▶ **TASK DESCRIPTION**: Copy the rows word for word, starting at the first one and ending at the line that contains "[244,234,306,312]", with both of those lines included. Leave the pictures out.

━━━ RECORDS TO PROCESS ━━━

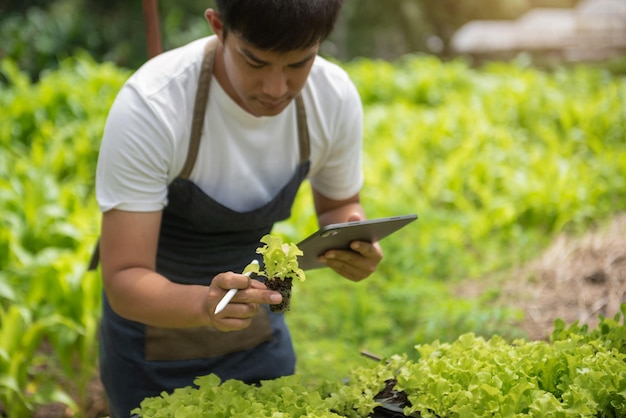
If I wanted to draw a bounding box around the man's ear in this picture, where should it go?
[204,9,224,42]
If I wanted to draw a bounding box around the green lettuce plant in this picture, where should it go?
[244,234,306,312]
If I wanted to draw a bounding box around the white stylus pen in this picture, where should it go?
[215,260,259,315]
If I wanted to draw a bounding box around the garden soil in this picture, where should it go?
[29,213,626,418]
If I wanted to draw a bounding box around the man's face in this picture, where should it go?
[216,33,319,116]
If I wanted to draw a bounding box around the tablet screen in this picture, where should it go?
[298,214,417,270]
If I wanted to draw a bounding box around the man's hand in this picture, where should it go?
[207,272,282,331]
[320,241,383,282]
[319,212,383,282]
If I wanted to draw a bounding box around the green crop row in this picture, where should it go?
[134,305,626,418]
[0,52,626,417]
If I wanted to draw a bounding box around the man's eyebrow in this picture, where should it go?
[240,48,269,64]
[240,48,317,66]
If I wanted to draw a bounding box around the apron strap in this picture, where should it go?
[178,38,217,179]
[296,94,311,164]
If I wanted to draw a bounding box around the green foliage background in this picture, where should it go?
[0,48,626,417]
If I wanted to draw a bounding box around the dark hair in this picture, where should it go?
[216,0,343,52]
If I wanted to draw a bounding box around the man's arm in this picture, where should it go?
[313,189,383,282]
[100,209,280,331]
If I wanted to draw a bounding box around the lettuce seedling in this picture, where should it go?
[243,234,306,312]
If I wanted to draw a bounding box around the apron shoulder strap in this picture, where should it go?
[178,38,217,179]
[296,93,311,164]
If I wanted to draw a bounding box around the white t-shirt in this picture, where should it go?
[96,38,363,212]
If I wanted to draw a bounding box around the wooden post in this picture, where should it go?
[143,0,163,58]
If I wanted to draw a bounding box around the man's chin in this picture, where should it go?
[248,100,291,117]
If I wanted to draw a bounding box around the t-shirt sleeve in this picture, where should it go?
[96,85,172,212]
[309,71,363,200]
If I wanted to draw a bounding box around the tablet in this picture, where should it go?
[298,214,417,270]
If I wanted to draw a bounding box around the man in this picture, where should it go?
[96,0,382,417]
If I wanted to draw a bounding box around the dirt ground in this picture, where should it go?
[31,213,626,418]
[458,213,626,340]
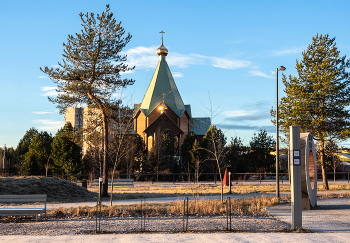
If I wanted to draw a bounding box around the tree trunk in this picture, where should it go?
[101,112,108,197]
[320,139,329,190]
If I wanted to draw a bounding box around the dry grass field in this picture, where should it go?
[0,177,350,218]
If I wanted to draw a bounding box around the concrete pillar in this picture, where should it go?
[289,126,302,230]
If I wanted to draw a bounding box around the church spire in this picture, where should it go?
[140,31,186,117]
[157,31,168,56]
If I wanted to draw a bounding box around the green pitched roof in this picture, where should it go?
[140,55,185,117]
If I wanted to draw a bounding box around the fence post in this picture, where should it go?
[183,197,188,232]
[140,199,146,231]
[226,197,232,231]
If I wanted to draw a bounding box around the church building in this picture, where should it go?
[134,36,211,150]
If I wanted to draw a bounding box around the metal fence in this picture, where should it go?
[0,197,290,235]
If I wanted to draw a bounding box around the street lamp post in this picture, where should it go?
[276,66,286,200]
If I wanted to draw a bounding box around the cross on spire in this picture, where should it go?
[160,91,171,103]
[159,30,165,46]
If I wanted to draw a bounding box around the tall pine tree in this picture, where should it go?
[41,5,134,196]
[280,34,350,190]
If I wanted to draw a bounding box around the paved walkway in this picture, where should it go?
[0,233,350,243]
[0,191,350,243]
[268,197,350,233]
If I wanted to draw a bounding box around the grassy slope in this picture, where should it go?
[0,177,96,202]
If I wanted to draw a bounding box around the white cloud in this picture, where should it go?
[33,119,64,132]
[272,47,304,56]
[210,57,250,69]
[40,86,58,96]
[124,46,251,70]
[32,111,54,115]
[224,110,258,116]
[249,70,274,78]
[224,110,271,121]
[173,72,184,78]
[112,94,123,98]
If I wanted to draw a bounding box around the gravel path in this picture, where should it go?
[0,216,290,236]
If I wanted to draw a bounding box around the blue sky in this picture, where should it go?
[0,0,350,147]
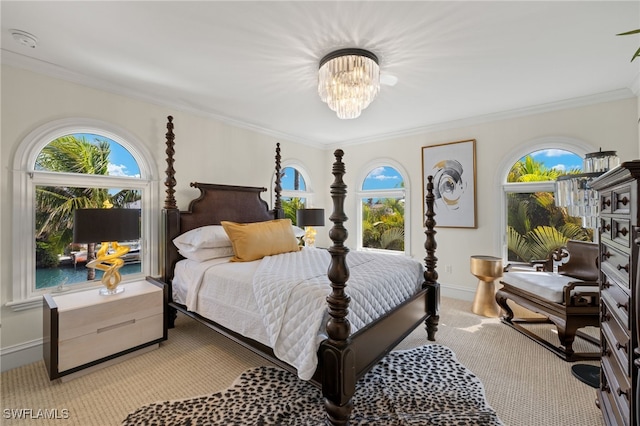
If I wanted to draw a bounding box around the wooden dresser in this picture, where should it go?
[591,160,640,426]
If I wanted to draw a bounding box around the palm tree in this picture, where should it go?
[36,135,140,280]
[507,156,593,262]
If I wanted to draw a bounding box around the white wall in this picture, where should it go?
[0,66,640,370]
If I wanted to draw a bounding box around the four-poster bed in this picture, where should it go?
[155,116,440,424]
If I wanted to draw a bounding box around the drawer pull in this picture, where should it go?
[616,388,629,400]
[616,342,627,351]
[98,318,136,333]
[617,263,629,273]
[616,302,629,312]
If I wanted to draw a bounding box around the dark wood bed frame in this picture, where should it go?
[155,116,440,425]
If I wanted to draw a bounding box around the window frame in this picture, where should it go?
[495,136,599,262]
[355,158,411,256]
[7,118,159,311]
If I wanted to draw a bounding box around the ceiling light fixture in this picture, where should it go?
[9,30,38,49]
[318,49,380,119]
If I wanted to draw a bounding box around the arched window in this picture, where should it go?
[503,139,593,262]
[10,119,158,309]
[357,160,410,253]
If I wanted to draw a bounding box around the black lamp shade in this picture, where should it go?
[73,208,140,243]
[296,209,324,226]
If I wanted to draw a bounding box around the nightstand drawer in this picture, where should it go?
[58,313,163,371]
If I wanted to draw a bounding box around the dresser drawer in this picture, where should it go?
[600,244,631,289]
[600,217,631,248]
[58,291,163,341]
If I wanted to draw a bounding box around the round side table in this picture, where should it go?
[471,255,502,318]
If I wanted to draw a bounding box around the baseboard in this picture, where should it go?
[0,339,42,371]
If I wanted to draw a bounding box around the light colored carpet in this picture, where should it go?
[0,298,603,426]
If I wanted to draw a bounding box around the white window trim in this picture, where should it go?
[494,136,599,259]
[355,158,411,256]
[7,118,160,311]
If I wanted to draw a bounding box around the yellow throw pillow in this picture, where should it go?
[220,219,300,262]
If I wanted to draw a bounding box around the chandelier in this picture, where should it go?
[318,49,380,119]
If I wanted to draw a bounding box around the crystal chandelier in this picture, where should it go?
[318,49,380,119]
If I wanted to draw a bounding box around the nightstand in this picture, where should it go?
[42,280,167,380]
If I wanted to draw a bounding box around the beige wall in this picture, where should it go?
[0,66,640,369]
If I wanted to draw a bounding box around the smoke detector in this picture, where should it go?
[9,30,38,49]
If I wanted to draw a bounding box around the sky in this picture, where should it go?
[76,134,582,186]
[74,133,140,177]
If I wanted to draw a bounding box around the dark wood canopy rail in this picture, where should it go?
[155,116,440,425]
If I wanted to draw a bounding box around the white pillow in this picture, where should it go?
[178,247,233,262]
[173,225,231,252]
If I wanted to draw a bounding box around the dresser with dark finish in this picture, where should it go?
[590,160,640,426]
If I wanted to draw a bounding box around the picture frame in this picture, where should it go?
[422,139,477,228]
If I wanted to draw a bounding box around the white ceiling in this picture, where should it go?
[0,0,640,145]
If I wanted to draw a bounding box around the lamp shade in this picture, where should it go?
[73,209,140,243]
[296,209,324,226]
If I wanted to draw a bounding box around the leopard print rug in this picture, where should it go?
[122,345,502,426]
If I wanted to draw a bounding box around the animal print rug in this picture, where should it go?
[122,345,502,426]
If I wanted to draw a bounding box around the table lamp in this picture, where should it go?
[73,208,140,295]
[296,209,324,247]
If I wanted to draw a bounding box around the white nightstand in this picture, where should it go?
[43,280,167,380]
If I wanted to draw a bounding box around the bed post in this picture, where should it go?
[160,116,180,328]
[320,149,356,425]
[273,142,284,219]
[422,176,440,341]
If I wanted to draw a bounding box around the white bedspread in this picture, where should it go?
[253,249,423,380]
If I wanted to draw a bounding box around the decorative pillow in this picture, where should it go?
[173,225,231,252]
[178,246,233,262]
[221,219,300,262]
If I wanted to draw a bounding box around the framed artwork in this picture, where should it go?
[422,139,477,228]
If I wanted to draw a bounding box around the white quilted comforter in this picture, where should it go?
[253,248,424,380]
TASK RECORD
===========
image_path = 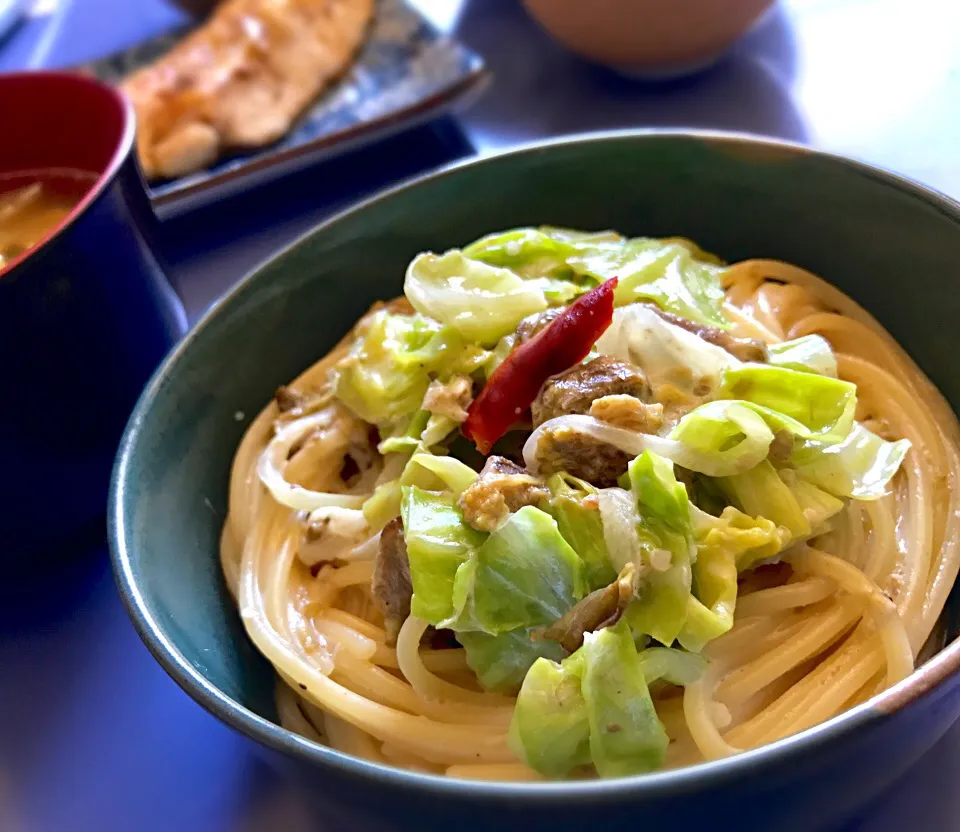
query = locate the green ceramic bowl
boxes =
[110,132,960,832]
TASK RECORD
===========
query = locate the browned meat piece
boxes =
[590,393,663,433]
[123,0,374,178]
[382,295,417,315]
[517,306,564,344]
[537,564,636,653]
[531,355,650,427]
[370,517,413,647]
[457,456,550,532]
[647,303,768,363]
[423,376,473,423]
[537,428,633,488]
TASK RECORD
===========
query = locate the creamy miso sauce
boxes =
[0,182,79,269]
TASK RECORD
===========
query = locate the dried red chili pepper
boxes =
[462,277,617,454]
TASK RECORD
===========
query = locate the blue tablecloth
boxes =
[0,0,960,832]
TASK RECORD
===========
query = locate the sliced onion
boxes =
[257,411,370,511]
[523,401,773,477]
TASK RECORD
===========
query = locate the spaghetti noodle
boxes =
[221,232,960,780]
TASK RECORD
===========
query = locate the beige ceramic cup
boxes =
[523,0,773,78]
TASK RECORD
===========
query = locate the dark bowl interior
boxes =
[110,133,960,829]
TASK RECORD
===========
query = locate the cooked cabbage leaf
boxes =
[567,621,668,777]
[464,228,727,327]
[795,423,910,500]
[457,627,567,694]
[626,451,694,646]
[666,401,774,477]
[403,250,547,346]
[335,309,489,432]
[400,486,486,626]
[546,473,617,590]
[510,622,668,777]
[638,647,707,685]
[401,486,586,635]
[509,658,592,778]
[450,506,586,635]
[717,364,857,443]
[717,461,843,540]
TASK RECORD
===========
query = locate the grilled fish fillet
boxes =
[122,0,374,179]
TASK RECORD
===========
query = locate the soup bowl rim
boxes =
[0,70,137,280]
[108,128,960,806]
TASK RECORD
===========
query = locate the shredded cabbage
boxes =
[463,228,727,327]
[796,423,910,500]
[767,335,837,378]
[510,622,668,777]
[335,309,489,427]
[546,474,617,590]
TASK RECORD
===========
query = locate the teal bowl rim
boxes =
[108,129,960,806]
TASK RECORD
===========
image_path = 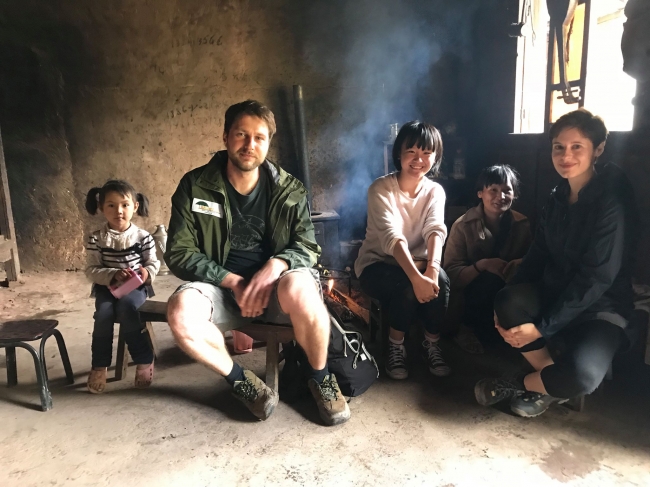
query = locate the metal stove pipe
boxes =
[293,85,312,211]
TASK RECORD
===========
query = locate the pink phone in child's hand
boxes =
[108,268,143,299]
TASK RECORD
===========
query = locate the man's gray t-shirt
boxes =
[224,168,272,279]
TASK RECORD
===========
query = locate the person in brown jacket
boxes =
[443,164,531,353]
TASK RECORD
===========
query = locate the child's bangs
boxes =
[404,124,435,152]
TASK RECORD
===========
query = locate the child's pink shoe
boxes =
[231,330,253,353]
[135,362,153,389]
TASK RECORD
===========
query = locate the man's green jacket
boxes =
[165,151,321,286]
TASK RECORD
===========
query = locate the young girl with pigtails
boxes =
[86,180,160,394]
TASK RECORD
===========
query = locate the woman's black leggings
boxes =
[494,284,624,398]
[359,262,449,334]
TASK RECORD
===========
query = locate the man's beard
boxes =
[228,153,264,172]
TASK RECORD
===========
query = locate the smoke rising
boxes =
[305,0,478,239]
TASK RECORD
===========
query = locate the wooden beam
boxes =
[0,125,20,281]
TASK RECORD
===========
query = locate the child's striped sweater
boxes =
[86,223,160,286]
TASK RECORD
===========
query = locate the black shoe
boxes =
[510,391,568,418]
[386,342,409,380]
[474,379,526,406]
[422,338,451,377]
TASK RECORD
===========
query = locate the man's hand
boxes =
[237,259,289,318]
[476,259,508,279]
[494,321,542,348]
[140,267,149,282]
[411,273,440,303]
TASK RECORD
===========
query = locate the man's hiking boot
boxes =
[307,374,350,426]
[474,378,526,406]
[232,370,279,420]
[510,392,568,418]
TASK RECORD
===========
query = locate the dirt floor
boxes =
[0,272,650,487]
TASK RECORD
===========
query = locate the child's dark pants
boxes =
[91,285,153,367]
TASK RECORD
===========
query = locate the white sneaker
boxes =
[386,341,409,380]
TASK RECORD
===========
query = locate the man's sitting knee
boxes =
[167,289,209,338]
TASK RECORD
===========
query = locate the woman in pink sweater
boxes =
[354,122,451,379]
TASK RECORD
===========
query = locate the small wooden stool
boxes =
[0,320,74,411]
[115,301,295,392]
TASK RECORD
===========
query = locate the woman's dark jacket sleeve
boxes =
[536,194,626,338]
[508,208,549,286]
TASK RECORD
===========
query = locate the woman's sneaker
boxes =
[510,392,568,418]
[386,340,409,380]
[422,338,451,377]
[474,378,526,406]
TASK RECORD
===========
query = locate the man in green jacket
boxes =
[165,100,350,425]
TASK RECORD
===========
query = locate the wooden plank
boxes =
[0,125,20,281]
[0,235,14,262]
[0,127,16,240]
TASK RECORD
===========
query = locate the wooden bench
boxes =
[115,301,295,392]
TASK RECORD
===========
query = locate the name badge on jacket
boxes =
[192,198,223,218]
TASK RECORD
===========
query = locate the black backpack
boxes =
[327,315,379,397]
[280,315,379,402]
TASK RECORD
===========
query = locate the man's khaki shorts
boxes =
[172,267,323,333]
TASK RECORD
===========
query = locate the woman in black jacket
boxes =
[474,109,637,417]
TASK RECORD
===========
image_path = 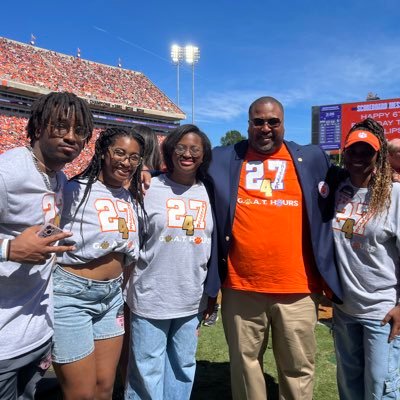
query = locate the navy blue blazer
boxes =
[208,140,342,302]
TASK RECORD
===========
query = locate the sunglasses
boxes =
[251,118,282,128]
[49,122,90,140]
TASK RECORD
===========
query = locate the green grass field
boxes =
[36,319,338,400]
[191,319,338,400]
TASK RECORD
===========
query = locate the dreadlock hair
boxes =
[346,118,392,216]
[162,124,212,180]
[26,92,93,146]
[134,125,162,171]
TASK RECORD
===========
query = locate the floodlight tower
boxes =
[185,45,200,124]
[171,44,183,107]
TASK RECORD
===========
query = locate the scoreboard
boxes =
[312,99,400,151]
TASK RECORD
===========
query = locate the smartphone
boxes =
[37,223,64,237]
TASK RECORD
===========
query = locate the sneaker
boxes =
[203,307,218,326]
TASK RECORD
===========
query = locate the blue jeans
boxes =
[125,313,202,400]
[52,266,124,364]
[333,307,400,400]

━━━

▶ **EXERCISE RESPONSE**:
If I wanted to draw a bounding box around the man's ear in this picture, where should it go?
[204,9,224,42]
If I wanted to draw a bounding box around the green lettuce plant in this picture, where should it go?
[244,234,306,312]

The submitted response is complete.